** START Information supplied **

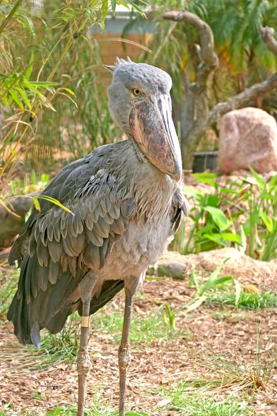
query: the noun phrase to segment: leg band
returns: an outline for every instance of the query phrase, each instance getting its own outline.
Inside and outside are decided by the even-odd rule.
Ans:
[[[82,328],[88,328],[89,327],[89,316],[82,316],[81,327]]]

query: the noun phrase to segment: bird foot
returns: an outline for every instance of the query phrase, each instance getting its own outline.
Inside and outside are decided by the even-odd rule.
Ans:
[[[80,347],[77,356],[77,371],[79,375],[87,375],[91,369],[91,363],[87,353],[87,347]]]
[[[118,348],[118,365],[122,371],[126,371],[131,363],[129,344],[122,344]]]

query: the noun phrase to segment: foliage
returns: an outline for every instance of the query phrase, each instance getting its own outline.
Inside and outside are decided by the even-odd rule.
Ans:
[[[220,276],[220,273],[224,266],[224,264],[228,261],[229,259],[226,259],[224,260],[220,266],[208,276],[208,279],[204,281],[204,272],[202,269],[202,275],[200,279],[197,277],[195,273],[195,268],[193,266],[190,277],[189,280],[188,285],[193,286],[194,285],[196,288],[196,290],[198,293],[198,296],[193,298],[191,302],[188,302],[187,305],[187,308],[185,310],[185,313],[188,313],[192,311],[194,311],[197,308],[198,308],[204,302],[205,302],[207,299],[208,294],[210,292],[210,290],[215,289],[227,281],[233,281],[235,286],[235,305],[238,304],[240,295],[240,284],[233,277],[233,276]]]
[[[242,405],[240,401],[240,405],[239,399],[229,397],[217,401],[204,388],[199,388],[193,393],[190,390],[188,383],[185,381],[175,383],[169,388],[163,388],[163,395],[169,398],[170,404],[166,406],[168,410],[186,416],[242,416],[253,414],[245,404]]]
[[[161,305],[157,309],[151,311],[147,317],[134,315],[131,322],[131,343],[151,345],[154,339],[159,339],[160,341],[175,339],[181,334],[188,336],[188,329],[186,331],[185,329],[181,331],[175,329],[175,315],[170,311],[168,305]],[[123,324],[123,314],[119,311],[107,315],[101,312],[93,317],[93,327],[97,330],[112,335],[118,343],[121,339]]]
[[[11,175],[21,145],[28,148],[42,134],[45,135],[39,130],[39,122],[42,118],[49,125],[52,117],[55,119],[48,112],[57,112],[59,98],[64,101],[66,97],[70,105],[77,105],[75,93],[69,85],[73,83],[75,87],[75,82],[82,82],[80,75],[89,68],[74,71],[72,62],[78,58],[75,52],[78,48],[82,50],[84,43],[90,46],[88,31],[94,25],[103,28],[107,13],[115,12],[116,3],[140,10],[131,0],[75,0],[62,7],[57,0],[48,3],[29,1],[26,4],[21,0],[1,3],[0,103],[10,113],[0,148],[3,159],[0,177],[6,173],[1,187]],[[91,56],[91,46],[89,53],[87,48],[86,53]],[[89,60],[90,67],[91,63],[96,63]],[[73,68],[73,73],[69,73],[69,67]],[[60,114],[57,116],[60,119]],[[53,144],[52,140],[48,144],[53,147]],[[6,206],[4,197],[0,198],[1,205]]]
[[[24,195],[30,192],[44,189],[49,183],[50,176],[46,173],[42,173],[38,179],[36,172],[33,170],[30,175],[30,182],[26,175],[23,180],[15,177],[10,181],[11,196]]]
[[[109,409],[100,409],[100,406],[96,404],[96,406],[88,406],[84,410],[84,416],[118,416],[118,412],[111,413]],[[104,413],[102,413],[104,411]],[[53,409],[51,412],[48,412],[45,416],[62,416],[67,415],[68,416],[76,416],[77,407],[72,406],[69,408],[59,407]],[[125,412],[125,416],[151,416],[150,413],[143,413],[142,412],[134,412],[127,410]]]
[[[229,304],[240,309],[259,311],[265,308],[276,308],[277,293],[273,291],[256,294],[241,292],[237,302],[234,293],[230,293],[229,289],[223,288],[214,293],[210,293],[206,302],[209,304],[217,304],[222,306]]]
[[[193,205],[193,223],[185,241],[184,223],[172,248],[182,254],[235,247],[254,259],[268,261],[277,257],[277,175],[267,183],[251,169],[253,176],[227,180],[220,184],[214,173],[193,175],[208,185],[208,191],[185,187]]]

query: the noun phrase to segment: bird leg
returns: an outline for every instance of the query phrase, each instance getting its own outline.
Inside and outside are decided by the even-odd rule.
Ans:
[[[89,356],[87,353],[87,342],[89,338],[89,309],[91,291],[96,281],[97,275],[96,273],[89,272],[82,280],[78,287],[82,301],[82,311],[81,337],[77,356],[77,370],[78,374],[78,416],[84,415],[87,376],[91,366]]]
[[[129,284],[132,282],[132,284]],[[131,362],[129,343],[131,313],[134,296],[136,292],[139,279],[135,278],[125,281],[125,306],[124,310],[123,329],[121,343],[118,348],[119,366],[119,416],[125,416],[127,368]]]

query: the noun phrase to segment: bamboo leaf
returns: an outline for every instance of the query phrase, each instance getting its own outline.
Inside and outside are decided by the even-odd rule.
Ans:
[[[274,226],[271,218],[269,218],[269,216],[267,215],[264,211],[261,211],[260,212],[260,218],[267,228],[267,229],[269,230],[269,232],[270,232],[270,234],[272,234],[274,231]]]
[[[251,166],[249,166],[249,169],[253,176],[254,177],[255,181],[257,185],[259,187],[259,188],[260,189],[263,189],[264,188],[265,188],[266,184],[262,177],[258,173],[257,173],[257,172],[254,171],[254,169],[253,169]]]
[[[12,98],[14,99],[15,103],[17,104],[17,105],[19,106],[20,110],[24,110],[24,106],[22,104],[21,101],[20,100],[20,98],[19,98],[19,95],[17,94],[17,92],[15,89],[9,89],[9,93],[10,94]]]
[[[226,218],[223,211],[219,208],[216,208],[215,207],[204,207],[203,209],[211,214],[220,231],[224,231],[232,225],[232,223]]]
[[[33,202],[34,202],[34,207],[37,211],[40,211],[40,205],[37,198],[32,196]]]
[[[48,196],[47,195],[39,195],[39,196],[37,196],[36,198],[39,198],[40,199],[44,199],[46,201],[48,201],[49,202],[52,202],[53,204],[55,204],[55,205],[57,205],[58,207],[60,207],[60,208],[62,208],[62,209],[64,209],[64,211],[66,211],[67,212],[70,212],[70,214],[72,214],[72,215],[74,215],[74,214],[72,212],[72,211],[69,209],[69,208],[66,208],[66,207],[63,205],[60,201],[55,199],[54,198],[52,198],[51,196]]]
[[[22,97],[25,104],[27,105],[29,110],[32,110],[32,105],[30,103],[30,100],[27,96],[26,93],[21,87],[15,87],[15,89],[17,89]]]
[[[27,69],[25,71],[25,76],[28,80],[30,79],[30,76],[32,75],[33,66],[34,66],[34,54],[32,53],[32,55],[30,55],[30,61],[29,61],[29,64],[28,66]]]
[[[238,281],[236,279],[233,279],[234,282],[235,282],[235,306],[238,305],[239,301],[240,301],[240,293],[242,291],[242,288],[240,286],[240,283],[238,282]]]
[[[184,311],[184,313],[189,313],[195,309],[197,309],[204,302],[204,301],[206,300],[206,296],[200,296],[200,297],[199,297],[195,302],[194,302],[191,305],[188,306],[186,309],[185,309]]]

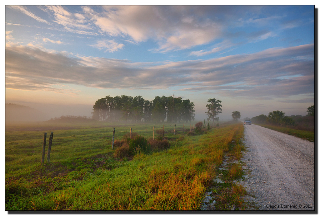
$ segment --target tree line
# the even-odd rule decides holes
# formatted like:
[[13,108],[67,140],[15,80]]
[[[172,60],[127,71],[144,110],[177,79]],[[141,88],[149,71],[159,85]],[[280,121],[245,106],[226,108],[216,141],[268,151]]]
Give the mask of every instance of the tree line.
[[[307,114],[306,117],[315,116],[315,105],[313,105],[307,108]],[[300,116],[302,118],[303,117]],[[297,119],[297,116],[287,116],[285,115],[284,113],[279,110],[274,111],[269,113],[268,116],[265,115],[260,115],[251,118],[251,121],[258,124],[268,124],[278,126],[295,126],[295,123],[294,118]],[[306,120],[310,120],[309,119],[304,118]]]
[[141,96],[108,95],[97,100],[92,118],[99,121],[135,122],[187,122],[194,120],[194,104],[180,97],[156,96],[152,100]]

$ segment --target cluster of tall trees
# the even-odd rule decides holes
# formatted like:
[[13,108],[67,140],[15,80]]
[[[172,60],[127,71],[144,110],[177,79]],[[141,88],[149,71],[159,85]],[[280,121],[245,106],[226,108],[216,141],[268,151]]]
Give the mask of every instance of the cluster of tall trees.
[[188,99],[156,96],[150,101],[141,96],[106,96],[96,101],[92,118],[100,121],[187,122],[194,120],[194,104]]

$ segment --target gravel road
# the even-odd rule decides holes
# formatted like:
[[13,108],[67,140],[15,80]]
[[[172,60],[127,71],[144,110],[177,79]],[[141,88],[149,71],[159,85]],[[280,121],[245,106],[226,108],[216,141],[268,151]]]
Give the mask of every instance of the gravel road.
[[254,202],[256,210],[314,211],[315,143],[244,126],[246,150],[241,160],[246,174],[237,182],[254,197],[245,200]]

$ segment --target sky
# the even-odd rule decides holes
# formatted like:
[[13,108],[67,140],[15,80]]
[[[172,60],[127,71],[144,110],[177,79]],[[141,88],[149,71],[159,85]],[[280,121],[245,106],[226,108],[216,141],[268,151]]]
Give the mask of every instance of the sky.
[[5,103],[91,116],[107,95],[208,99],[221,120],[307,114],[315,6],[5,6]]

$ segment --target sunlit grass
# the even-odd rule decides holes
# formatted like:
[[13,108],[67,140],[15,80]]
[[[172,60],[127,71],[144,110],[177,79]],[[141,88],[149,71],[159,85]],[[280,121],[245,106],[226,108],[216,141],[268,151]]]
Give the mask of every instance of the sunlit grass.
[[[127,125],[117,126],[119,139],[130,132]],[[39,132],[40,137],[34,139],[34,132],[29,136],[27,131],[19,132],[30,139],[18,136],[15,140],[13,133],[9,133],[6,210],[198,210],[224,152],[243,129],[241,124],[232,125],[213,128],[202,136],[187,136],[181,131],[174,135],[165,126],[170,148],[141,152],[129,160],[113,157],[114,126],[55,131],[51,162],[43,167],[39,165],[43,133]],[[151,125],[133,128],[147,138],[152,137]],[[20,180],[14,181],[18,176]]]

** END Information supplied **

What the task asks:
Starting with the first of the rows above and going on through the line containing "[[[82,328],[88,328],[89,327],[89,316],[82,316],[81,327]]]", lay out those rows as a two-column CSV with the header input,output. Give one line per row, with each field in double quotation marks, line breaks turned into spaces, and the pictures omitted.

Result of the exercise:
input,output
"query: the noun phrase to segment: leg band returns: an outline for every instance of the query phrase, each instance getting its own outline. Inside and outside are decided by the even-odd rule. Ans:","[[[82,328],[88,328],[89,327],[89,316],[82,316],[81,327]]]"